>> start
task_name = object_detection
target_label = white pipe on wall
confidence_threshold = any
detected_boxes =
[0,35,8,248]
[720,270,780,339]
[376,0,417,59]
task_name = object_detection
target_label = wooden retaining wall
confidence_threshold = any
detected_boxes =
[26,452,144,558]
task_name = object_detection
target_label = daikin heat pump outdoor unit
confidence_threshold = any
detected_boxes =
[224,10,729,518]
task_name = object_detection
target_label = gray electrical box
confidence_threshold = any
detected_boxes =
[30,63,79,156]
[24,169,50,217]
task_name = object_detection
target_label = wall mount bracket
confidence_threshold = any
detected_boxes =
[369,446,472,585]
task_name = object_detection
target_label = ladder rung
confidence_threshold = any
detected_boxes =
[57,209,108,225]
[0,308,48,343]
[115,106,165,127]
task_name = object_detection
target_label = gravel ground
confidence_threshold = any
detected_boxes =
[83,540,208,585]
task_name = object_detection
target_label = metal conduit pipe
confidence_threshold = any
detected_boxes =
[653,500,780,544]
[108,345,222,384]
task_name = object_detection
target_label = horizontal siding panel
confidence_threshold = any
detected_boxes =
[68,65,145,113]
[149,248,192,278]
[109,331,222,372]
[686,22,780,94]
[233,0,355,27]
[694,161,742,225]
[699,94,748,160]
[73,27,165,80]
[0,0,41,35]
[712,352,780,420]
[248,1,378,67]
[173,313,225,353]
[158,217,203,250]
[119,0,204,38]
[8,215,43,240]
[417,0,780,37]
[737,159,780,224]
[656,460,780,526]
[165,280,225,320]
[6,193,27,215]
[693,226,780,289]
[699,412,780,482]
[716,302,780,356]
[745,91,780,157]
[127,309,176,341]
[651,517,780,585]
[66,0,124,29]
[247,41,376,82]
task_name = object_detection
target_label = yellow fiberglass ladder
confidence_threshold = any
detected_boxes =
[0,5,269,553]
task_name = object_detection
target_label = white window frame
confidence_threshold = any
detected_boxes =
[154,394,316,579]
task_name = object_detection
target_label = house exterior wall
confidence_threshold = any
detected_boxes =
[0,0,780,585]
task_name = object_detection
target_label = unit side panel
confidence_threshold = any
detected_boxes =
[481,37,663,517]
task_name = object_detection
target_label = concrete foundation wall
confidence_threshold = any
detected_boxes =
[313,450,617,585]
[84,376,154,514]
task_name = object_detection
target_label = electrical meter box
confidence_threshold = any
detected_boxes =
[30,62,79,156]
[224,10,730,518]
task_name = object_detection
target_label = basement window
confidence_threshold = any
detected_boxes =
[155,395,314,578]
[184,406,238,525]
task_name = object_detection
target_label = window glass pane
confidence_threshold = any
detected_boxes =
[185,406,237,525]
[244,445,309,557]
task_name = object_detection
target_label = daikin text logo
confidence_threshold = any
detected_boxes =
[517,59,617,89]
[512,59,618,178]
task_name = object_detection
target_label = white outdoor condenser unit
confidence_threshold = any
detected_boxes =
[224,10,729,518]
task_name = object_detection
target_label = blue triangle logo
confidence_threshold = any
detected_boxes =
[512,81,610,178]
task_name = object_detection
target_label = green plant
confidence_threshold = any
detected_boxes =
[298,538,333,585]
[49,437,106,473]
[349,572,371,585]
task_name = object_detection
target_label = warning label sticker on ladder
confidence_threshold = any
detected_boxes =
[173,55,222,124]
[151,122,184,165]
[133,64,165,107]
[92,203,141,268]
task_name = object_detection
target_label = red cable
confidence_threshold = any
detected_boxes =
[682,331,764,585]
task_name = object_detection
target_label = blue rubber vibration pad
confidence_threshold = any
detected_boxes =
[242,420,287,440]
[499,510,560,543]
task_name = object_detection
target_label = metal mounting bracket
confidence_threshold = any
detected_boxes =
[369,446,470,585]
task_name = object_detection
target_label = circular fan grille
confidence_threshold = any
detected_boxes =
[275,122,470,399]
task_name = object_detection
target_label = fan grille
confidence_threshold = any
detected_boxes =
>> end
Return every line of the records above that contains the word "unit".

target_label = daikin heat pump outdoor unit
target_label = unit side panel
target_label = white outdoor condenser unit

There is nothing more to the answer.